Source document: Begin

Strength & Conditioning: What Most People Miss


What matters most in strength & conditioning? The beauty of sports and the field of exercise science is that there is no ‘one-way fits all’ for athletic development. In fact, on the contrary, there are hundreds of different ways of getting an athlete to achieve the same goals. The million-dollar question is, which one is the best? The best strength coaches are the ones that can not only get an athlete to their goals faster than others, but also do it with the least amount of expense to that athlete. This may not seem like the old school mentality that, ‘the most successful athletes are the ones who beat the crap out of themselves day in and day out’. That mentality, though catchy for motivational videos, doesn’t paint the whole picture. Let me tell you what I mean.

The human body only has so much it can give on any given day/week/month/year. Imagine it like a debit card. You can use the money on that card freely for whatever you choose but the minute you overdraft, there’s going to be a steep cost involved. For an athlete, that overdraft could involve injuries, decreases in performance, exhaustion, etc.

So, lets break it down. Team practices, lifts, individual work, and everyday activities all result in expenses to the funds on that debit card. If we look deeper, even other forms of stress such as school/work load, relationship issues and financial stress can also deplete an athlete’s ‘total available balance’ for a given day.

Source document: End

■ **Assignment 1**
Please list the activities that the strength and conditioning text says result in expenses to the funds on the debit card.
■ **Assignment 2**
What does the strength and conditioning text compare the human body to?
■ **Assignment 3**
Check each statement against the strength and conditioning text and mark it yes or no: (a) There is one way that fits all for athletic development. (b) The best strength coaches reach an athlete's goals faster while costing the athlete the least. (c) Relationship issues can deplete an athlete's available balance for a day.

Data for review: Begin

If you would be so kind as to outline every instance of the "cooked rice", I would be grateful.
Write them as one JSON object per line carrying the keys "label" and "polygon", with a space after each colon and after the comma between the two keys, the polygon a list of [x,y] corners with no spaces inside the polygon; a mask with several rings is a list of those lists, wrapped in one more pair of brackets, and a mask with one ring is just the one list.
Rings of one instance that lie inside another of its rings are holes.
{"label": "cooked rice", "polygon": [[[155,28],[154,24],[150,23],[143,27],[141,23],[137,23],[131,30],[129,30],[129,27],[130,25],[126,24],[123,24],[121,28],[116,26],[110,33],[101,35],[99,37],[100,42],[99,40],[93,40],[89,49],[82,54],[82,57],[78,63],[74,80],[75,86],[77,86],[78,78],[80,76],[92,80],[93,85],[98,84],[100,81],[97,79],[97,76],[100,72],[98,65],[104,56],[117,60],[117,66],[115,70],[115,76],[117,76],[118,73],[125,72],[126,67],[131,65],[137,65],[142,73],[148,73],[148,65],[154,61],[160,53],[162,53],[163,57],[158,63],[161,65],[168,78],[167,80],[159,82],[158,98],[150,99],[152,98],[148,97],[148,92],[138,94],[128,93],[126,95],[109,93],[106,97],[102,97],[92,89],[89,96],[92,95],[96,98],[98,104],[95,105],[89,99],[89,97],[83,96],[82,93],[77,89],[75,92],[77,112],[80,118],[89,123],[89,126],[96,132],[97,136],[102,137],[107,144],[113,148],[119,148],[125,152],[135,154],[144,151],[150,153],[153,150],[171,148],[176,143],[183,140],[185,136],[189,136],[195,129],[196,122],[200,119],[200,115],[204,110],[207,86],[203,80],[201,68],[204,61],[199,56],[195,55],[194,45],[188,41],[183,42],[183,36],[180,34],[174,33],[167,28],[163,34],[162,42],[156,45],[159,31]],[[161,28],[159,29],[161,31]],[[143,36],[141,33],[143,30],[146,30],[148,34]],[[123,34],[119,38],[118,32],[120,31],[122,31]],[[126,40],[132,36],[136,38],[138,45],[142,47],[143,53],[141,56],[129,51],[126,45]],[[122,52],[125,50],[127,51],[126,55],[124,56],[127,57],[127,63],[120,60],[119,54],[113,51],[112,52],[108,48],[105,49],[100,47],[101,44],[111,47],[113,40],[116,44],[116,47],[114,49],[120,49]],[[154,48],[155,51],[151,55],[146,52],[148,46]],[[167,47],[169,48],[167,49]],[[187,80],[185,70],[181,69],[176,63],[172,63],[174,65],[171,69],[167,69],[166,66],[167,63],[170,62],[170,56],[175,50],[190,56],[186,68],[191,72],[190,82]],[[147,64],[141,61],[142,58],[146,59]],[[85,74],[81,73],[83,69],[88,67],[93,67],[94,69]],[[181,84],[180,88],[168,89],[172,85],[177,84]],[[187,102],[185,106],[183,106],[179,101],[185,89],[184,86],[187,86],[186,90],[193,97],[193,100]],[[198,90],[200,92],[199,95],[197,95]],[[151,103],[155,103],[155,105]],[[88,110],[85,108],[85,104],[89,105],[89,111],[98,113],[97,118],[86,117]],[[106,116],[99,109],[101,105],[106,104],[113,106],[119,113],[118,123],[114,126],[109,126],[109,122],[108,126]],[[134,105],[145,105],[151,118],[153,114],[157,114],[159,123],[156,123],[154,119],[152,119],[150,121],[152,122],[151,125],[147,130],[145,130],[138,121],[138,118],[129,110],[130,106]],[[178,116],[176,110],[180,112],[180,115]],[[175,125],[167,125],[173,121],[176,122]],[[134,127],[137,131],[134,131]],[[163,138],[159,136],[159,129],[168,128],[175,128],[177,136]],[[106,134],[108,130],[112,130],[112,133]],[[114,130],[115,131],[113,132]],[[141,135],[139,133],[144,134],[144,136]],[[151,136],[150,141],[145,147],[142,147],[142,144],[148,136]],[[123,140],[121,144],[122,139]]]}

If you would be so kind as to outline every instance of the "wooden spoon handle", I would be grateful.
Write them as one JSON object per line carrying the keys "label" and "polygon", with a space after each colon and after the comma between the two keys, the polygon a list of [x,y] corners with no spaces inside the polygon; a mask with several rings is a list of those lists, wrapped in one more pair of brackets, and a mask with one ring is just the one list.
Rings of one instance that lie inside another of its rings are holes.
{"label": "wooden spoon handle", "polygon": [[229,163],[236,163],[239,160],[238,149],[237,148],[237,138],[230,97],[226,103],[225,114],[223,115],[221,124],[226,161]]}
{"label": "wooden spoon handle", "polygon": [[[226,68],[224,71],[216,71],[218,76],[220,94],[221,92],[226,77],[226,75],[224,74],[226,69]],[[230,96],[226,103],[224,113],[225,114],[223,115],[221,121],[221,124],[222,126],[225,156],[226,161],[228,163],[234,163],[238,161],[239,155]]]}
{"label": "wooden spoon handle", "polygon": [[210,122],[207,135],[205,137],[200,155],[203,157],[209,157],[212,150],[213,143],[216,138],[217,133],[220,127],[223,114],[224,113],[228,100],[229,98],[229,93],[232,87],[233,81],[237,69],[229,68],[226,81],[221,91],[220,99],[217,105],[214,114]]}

Data for review: End

■ **Written reply 1**
Team practices, lifts, individual work, and everyday activities.

■ **Written reply 2**
A debit card.

■ **Written reply 3**
(a) No: "there is no ‘one-way fits all’ for athletic development"
(b) Yes: "The best strength coaches are the ones that can not only get an athlete to their goals faster than others, but also do it with the least amount of expense to that athlete."
(c) Yes: "even other forms of stress such as school/work load, relationship issues and financial stress can also deplete an athlete’s ‘total available balance’ for a given day"